>> Start Passage

The king’s entrails and bowels were buried in a lead box in the chapel of the Palace of Westminster amid solemn Masses and the weighty coffin set upon trestles within the presence chamber, resting beneath a rich pall of cloth of gold with a cross on top, surrounded by candles. Thirty of Henry’s chaplains and the Gentlemen of the Privy Chamber took turns to mount their loyal twenty-four-hour watch over the body for five days.
17

Above the coffin, as a reminder of the glories of the reign now ended, was the huge
Whitehall Mural
, painted ten years before, showing the
magnificent, imposing figure of Henry at the height of his powers. He stands proudly before the figures of his parents, Henry VII and his queen Elizabeth of York, the demure Jane Seymour – mother of the king’s lawful successor – to his right.
18
It was, and is, a powerful propaganda image. Many watching in that hushed room must have wondered what the future held for England and the uncertain Tudor dynasty.

>> End Passage

Directives:
• 1. Please decide whether each statement agrees with the passage on the king's lying in state, answering yes or no and quoting the words of the passage that settle it: (a) The king's entrails were buried in a lead box in the chapel of the Palace of Westminster. (b) The watch over the body lasted seven days. (c) Jane Seymour is shown to Henry's left in the Whitehall Mural.
• 2. Return the part of the passage on the king's lying in state from "Above the coffin, as" up to and including "to his right.", with no change to its wording.

>> Start Data lines

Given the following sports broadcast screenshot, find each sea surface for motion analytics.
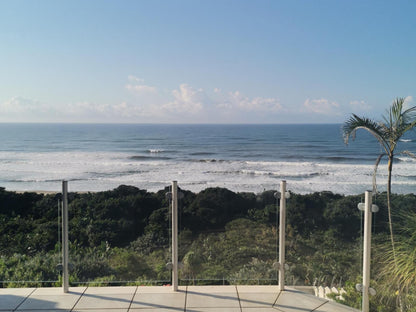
[0,124,416,194]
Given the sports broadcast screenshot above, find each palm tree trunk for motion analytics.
[387,155,396,254]
[387,154,404,312]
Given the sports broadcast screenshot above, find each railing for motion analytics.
[0,181,371,307]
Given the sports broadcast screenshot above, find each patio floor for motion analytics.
[0,285,358,312]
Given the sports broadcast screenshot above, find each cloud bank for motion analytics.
[0,75,413,123]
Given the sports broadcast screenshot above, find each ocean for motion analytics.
[0,124,416,195]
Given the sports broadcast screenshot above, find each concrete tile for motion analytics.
[74,293,134,310]
[314,301,357,312]
[15,309,71,312]
[136,286,186,293]
[238,292,278,308]
[73,308,129,312]
[129,307,184,312]
[241,307,282,312]
[273,289,328,312]
[186,286,240,311]
[85,286,137,295]
[16,293,81,311]
[187,285,236,293]
[130,291,186,311]
[0,288,35,311]
[185,307,240,312]
[31,287,87,297]
[236,285,280,296]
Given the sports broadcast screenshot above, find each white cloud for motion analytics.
[163,83,207,114]
[126,75,157,95]
[303,98,340,115]
[214,89,282,112]
[403,95,413,109]
[0,96,48,114]
[350,100,372,111]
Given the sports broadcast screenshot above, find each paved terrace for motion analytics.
[0,285,358,312]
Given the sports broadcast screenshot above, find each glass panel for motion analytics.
[0,188,61,287]
[179,188,277,285]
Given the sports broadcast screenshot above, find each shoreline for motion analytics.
[7,184,416,197]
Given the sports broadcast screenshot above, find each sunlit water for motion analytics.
[0,124,416,194]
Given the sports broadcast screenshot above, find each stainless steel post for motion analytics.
[362,191,373,312]
[62,181,69,293]
[279,180,286,291]
[172,181,178,291]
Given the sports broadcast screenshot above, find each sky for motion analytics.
[0,0,416,123]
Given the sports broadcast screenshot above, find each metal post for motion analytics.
[362,191,373,312]
[279,180,286,291]
[172,181,178,291]
[62,181,69,293]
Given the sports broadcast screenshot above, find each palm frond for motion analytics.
[401,151,416,159]
[373,154,386,194]
[342,114,389,154]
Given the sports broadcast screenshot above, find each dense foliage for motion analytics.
[0,186,416,311]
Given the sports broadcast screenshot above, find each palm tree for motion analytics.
[342,98,416,254]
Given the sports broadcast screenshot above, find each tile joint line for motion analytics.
[69,286,88,312]
[234,285,243,311]
[311,300,329,312]
[127,286,139,311]
[272,290,284,308]
[12,287,38,311]
[183,285,188,312]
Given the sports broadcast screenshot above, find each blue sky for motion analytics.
[0,0,416,123]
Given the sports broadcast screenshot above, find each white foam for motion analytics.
[0,152,416,194]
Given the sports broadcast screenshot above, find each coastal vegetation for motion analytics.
[0,186,416,311]
[343,98,416,311]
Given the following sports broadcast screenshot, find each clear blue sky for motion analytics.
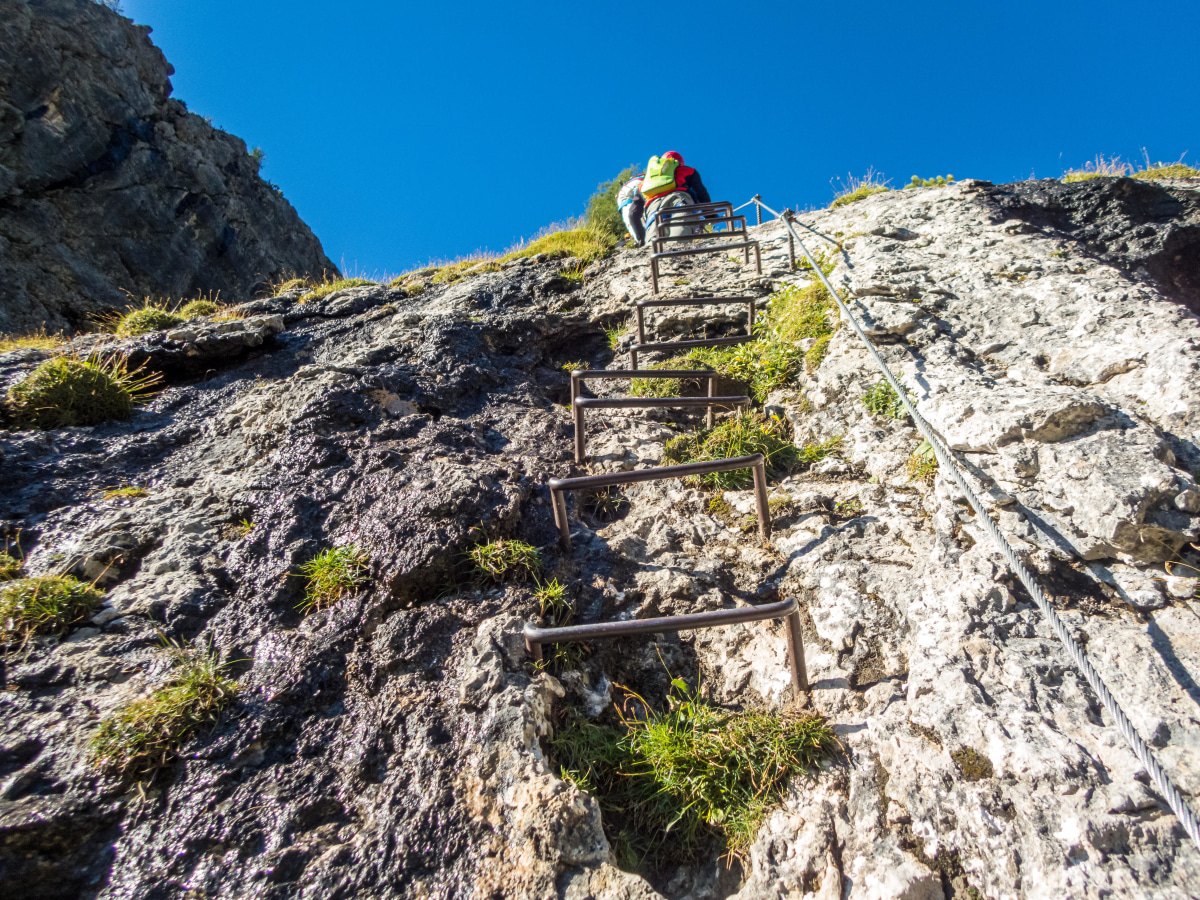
[117,0,1200,275]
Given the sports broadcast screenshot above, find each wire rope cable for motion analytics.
[738,194,1200,851]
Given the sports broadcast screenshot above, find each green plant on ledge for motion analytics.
[89,646,238,778]
[300,544,371,613]
[550,678,838,869]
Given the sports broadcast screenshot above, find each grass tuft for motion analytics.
[300,544,371,614]
[904,440,937,484]
[300,278,376,304]
[533,578,575,625]
[662,410,799,491]
[7,354,160,431]
[89,647,238,778]
[113,298,187,337]
[467,538,542,583]
[550,678,838,869]
[104,485,150,500]
[0,573,104,643]
[829,168,892,209]
[863,378,908,419]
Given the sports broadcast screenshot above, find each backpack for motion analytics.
[642,156,679,200]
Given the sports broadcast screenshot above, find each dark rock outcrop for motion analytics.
[0,0,335,332]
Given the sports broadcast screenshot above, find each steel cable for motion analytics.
[738,197,1200,850]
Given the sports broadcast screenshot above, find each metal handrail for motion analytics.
[750,194,1200,850]
[548,454,770,551]
[524,598,809,692]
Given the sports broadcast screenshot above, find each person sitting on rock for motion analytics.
[617,172,646,247]
[641,150,710,241]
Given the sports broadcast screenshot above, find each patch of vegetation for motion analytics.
[863,378,908,419]
[300,278,376,304]
[89,647,238,778]
[950,746,996,781]
[0,573,104,643]
[7,354,161,431]
[0,551,22,581]
[580,485,629,524]
[904,440,937,484]
[467,538,542,583]
[0,325,67,353]
[104,485,150,500]
[604,322,625,350]
[583,166,641,238]
[550,678,838,869]
[533,578,575,625]
[708,497,733,518]
[662,410,798,491]
[179,298,224,319]
[113,298,187,337]
[300,544,371,613]
[797,434,841,466]
[905,175,954,188]
[829,168,892,209]
[833,497,863,518]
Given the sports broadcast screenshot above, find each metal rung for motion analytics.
[524,599,809,691]
[550,454,770,551]
[629,335,755,368]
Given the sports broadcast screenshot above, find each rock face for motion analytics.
[0,176,1200,900]
[0,0,336,332]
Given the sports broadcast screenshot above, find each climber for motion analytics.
[617,172,646,247]
[641,150,710,240]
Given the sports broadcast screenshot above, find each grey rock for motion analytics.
[0,0,336,332]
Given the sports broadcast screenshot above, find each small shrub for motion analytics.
[662,410,797,491]
[0,552,22,581]
[583,166,640,238]
[0,325,67,353]
[104,486,150,500]
[8,354,160,431]
[797,434,841,466]
[905,175,954,187]
[89,647,238,778]
[468,538,542,582]
[179,299,224,320]
[300,278,374,304]
[904,440,937,484]
[300,544,371,613]
[550,678,838,869]
[114,298,186,337]
[604,323,625,350]
[829,168,892,209]
[0,573,104,643]
[863,378,908,419]
[950,746,995,781]
[533,578,575,625]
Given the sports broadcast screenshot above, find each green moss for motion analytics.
[0,552,22,581]
[550,678,838,869]
[115,300,186,337]
[467,538,542,582]
[89,648,238,778]
[300,278,376,304]
[863,378,908,419]
[950,746,995,781]
[179,300,224,319]
[0,573,104,643]
[905,175,954,187]
[300,544,371,613]
[662,410,798,491]
[104,486,150,500]
[7,355,158,430]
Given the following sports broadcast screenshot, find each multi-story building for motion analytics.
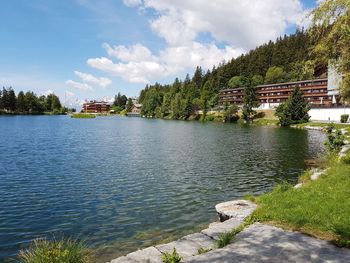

>> End Data lines

Solutions to the problems:
• 1.
(a) Yes: "The king’s entrails and bowels were buried in a lead box in the chapel of the Palace of Westminster"
(b) No: "for five days"
(c) No: "the demure Jane Seymour – mother of the king’s lawful successor – to his right"

• 2.
Above the coffin, as a reminder of the glories of the reign now ended, was the huge
Whitehall Mural
, painted ten years before, showing the
magnificent, imposing figure of Henry at the height of his powers. He stands proudly before the figures of his parents, Henry VII and his queen Elizabeth of York, the demure Jane Seymour – mother of the king’s lawful successor – to his right.